MATERIAL PROVIDED -
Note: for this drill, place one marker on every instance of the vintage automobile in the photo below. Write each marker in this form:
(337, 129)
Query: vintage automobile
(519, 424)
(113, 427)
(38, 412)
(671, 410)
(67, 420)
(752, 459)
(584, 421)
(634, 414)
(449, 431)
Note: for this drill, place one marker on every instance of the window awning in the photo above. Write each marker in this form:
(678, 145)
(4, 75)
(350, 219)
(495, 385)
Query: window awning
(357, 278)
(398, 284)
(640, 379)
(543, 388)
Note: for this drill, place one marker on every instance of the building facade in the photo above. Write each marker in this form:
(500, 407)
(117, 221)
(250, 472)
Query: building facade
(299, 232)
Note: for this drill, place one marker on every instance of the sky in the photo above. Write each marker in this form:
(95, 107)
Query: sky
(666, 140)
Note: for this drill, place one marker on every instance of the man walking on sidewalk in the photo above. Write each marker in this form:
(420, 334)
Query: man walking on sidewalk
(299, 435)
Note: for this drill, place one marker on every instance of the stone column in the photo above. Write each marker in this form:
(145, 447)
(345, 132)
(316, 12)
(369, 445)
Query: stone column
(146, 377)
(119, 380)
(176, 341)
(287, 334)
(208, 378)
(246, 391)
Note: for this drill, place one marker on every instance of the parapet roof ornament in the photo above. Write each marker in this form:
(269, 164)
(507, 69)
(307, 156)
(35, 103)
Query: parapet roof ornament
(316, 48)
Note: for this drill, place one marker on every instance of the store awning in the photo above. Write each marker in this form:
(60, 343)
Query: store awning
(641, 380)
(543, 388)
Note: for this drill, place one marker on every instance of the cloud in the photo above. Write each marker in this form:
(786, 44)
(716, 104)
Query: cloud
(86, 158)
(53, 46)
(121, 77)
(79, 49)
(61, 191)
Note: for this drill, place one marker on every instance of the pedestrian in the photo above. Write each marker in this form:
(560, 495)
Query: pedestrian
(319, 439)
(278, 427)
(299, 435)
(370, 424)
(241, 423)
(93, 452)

WHAT TO WORK ON - Each record above should be restated word for word.

THE ANSWER -
Note: for this drill, place one marker on every instance of the vintage automobile in the photo below. Write each marker in this form:
(337, 129)
Query: vintage automobile
(519, 424)
(113, 427)
(38, 412)
(671, 410)
(67, 420)
(752, 459)
(584, 421)
(634, 414)
(449, 431)
Note: for this drill, place one marker on every instance of the window awning in the photo above. Write each marker in this form:
(678, 145)
(4, 75)
(350, 219)
(495, 385)
Query: window awning
(357, 278)
(398, 284)
(640, 379)
(543, 388)
Note: for this drill, place one marker on every instance of the building facade in the photo above. Write each marker in this form:
(500, 407)
(117, 221)
(250, 472)
Query: building facade
(299, 232)
Note: for this drill, place one marker on every instance of the sky in the photo above. Write each marker in this form:
(95, 107)
Query: sky
(666, 140)
Note: for this drill, place one marker on every instance of the man walking on sidewalk in the photo above. Write each marker in this form:
(420, 334)
Query: man walking on sidewalk
(299, 435)
Note: for this drill, place one marker on every instance of the stone column in the photo above. Write each marker in this form:
(145, 447)
(345, 132)
(316, 12)
(369, 445)
Query: stone column
(146, 377)
(119, 380)
(176, 341)
(287, 334)
(208, 378)
(246, 391)
Note: for this drill, place one marker on every instance of the parapet roof ornament in the photo above. Write each marker in this form:
(269, 164)
(507, 69)
(307, 156)
(35, 103)
Query: parapet roof ornament
(316, 48)
Note: for this drill, place one marker on every instance of the store awning in the photo above. Write each marker in this form:
(60, 343)
Query: store awning
(641, 380)
(543, 388)
Note: for this drill, place one marker on every instance of the cloud in the photo above. Write each marker in this form:
(786, 44)
(716, 104)
Query: cloud
(86, 158)
(53, 46)
(121, 77)
(79, 49)
(61, 191)
Note: for this drill, place one marker on every instance of the pedestrian in the photo above. Write each marker in this form:
(560, 495)
Query: pedestrian
(319, 439)
(278, 427)
(299, 435)
(370, 424)
(241, 423)
(93, 452)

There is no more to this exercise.